Stored entries

____

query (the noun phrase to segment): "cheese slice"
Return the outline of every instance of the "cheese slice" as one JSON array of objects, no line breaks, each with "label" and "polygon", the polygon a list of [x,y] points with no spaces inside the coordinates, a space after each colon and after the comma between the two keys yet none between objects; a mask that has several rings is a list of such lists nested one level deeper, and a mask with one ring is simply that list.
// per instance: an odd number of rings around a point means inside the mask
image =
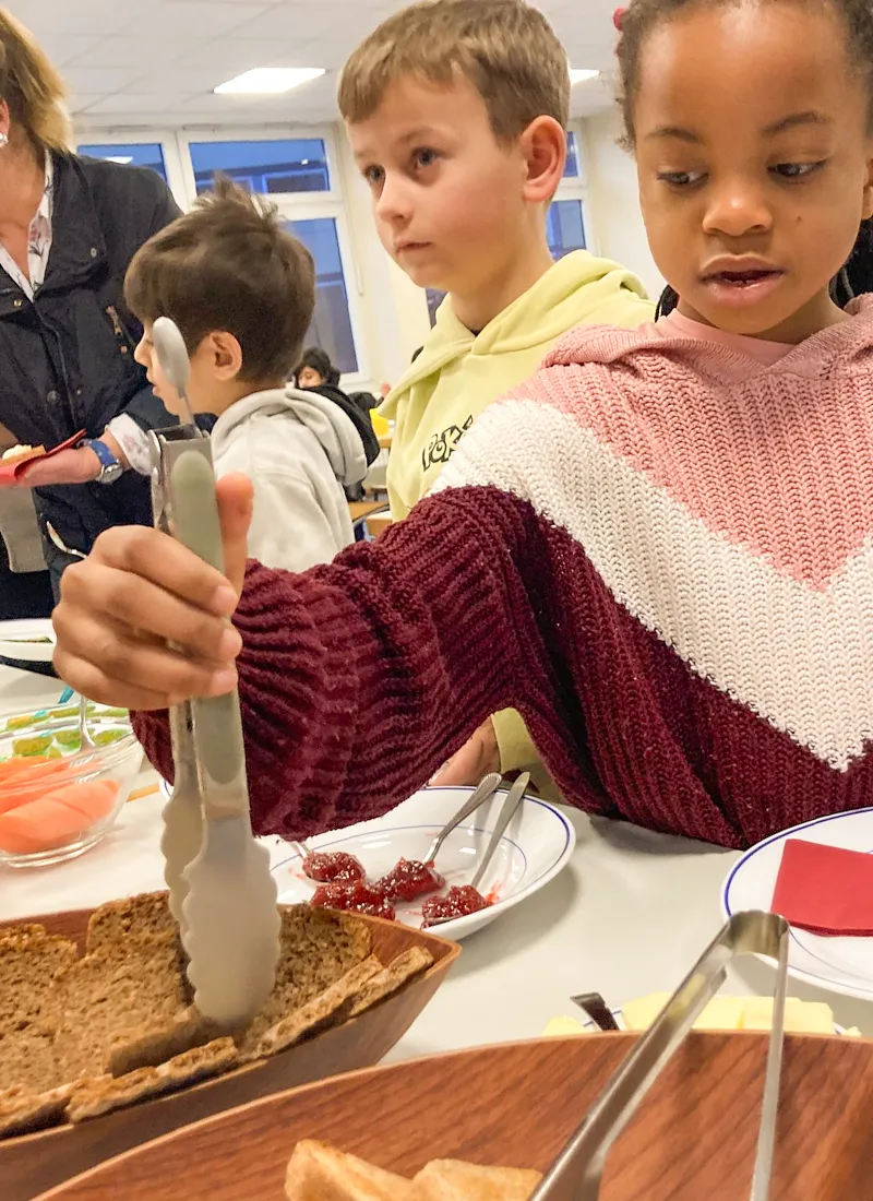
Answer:
[{"label": "cheese slice", "polygon": [[[670,999],[668,992],[653,992],[629,1000],[621,1011],[620,1024],[626,1030],[647,1030]],[[769,1030],[773,1023],[772,997],[713,997],[694,1023],[695,1030]],[[554,1017],[543,1030],[544,1038],[590,1034],[593,1027],[574,1017]],[[788,1034],[833,1034],[833,1010],[824,1002],[785,1000]],[[849,1033],[849,1032],[847,1032]],[[853,1032],[854,1033],[854,1032]],[[854,1034],[861,1038],[860,1033]]]}]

____

Report every line of the data above that contains the string "rings", copying each such line in full.

Return the outline of every instance of the "cheese slice" as one JSON array of objects, no line breaks, each with "label" and "polygon", the polygon a list of [x,y] points with no spaces inside the coordinates, a space after each colon and after the comma between the two keys yet none between objects; a mask that has several rings is a list of such lists nested one level deeper, and a mask with one ring is simply that list.
// per instance: an odd number of rings around a point means inside the mask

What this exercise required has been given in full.